_PROBLEMS_
A) List every dish the writer and Mack ate at Riz, according to the restaurant review.
B) Extend the restaurant review past its final sentence, carrying on the account of the visit to Wildflower Grill.

_PAGE EXTRACT_

_ _ _ _ _

Lazia Rebranded: Riz

While there’s no doubt the rise of Rogers Place has led to a number of new restaurants hoping to capitalize on related foot traffic, Riz Asian Kitchen is the first to rebrand in order to do so.

Lazia has been a Downtown staple for more than a dozen years, but owner Richard Lim thought it was time for a refresh. The website heralds the pedway connections between the Ice District and Edmonton City Centre where Riz is located (though to be honest, the ongoing construction in the mall might be a deterrent to some would-be patrons). Commenting that there was no better time than the present to remind diners of the space, Richard commissioned CK Designs (the same firm behind the Downtown mega bar applications) to redesign the restaurant. Given the tight turnaround time of several days, much of the same structure is intact, but the colour scheme has been muted to a palette of neutrals. In some ways, it’s now less distinctive than its other casual upscale competitors.

Mack and I were invited to enjoy a complimentary meal on September 6 when Riz opened to the public. The meaning behind the new name comes from the French word for "rice", and speaks to the fusion cuisine still present on their menu.

The menu, featuring sweeping Asian-inspired flavours from Korea to Thailand to India, does appeal to broad tastes, and includes some on-trend dishes including their interpretation of ramen. That said, they have some mainstream items on the menu, such as a basic burger and a Philly cheese steak. What does set the menu apart is the price – a majority of mains ring in under $20, making it an economical contender against the competition.

We shared the roti canai (so popular at East they had to migrate the item over to Riz), served with a curry dipping sauce.


Roti canai

Mack’s panko-breaded Japanese fish and chips didn’t have a noticeable Asian flair, except for a disjointed slaw comprised of noodles and carrots. He enjoyed it well enough, but thought it could have more readily lived up to the cuisine that inspired it.


Japanese fish and chips

I ordered the duck curry ramen. It was a very heavy dish; I would have preferred a slightly thinner broth as I laboured to finish it by the end. The flavours were good – the confit duck was delicious and married with the curry well. The yuzu red peppers were on the tart side, but they were a welcome pop given the richness of the soup.


Duck curry ramen

The service that evening was top notch, but given most in the restaurant that day were family, friends and media, it was somewhat expected.

Richard and his team have the experience to help draw in the crowds; only time will tell what will play well with the concert and hockey fans making the trek downtown. I wish Riz the best in the months to come – thanks again for having us!

10200 102 Ave, A113 (Edmonton City Centre Mall)
(780) 990-0188
Monday-Thursday 11am-11pm, Friday-Saturday 11am-1am, Sunday 11am-11pm

Worth the Splurge: Wildflower Grill

I had mentioned my exquisite meal at Wildflower Grill (10009 107 Street) so many times to Mack in the last year that he was eager to give it a whirl of his own at the next opportunity. We finally made time on Thursday to go and see if the standard of excellence outlived the new car smell.


Wildflower interior

The restaurant served just four other tables for the duration of our visit, so for that reason (and the basic principle of welcoming), we found it surprising that the hostess greeted us with an abrupt “Do you have a reservation?” as soon as we walked through the door. Granted, we could have simply surprised her, but a “How are you?” would have been an acceptable preface.

_ _ _ _ _

_MATERIAL PROVIDED_
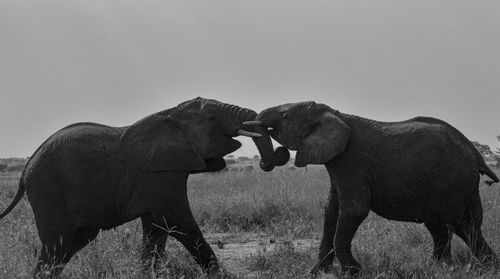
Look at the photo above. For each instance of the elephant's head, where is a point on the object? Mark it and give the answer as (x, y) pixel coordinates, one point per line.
(314, 130)
(194, 136)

_ _ _ _ _

_RESPONSES IN ORDER_
A)
Roti canai
Japanese fish and chips
Duck curry ramen

B)
At any rate, we were shown to a table by the window, one of my favourite places to sit in any restaurant. Our server promptly came to take our drink order, and throughout the evening, was attentive without being overbearing – I was happy to see that their service had not declined in quality since my inaugural visit.

The menu appeared to be unchanged, which was fine with me, as I had intentions to sample a dish free of fruits de mer this time around. To start, Mack couldn’t resist the temptation of Coconut Buttered Tiger Prawns ($15), and decided to continue on the seafood theme with Pan-Roasted Sockeye Salmon Medallions ($31) as his entrée. I was decidedly in the land corner that day, and the Herb-Crusted Venison Medallions ($38) struck my fancy.

As expected, our server teased our palate with an amuse bouche, of stewed figs this time. I didn’t care much for the cream cheese finish, but I still adored the complimentary sample from the chef. Next was the included treat I was looking most forward to – brioche bread served with two kinds of butter. It was just as good as I remembered – warm from the oven, crisp on the outside, but soft and chewy on the inside. Heavenly.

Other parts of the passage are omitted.